# [Stored data]

------------

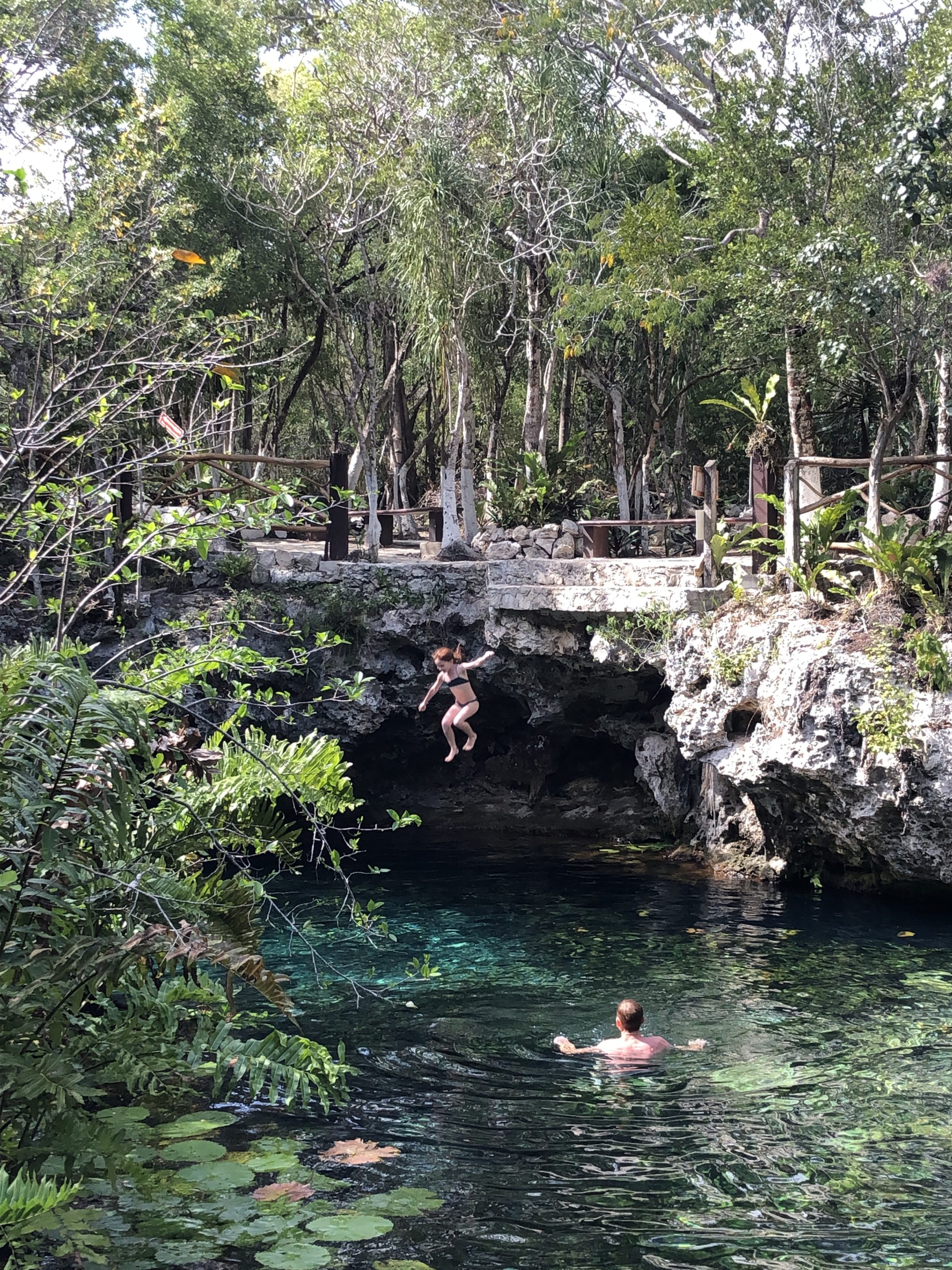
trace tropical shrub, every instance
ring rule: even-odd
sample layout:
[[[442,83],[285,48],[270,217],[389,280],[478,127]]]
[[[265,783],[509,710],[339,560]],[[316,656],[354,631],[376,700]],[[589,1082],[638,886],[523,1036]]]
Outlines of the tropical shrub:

------------

# [What is required]
Can you write out the whole listing above word for word, leaving out the picture?

# [Response for this exercise]
trace tropical shrub, every instance
ring rule: even-odd
sample layout:
[[[442,83],[285,48],[270,217],[389,280],[478,127]]]
[[[265,783],[509,710],[339,560]],[[316,656],[354,631],[376,700]],[[589,1082],[638,886],[523,1036]]]
Outlines of the tropical shrub:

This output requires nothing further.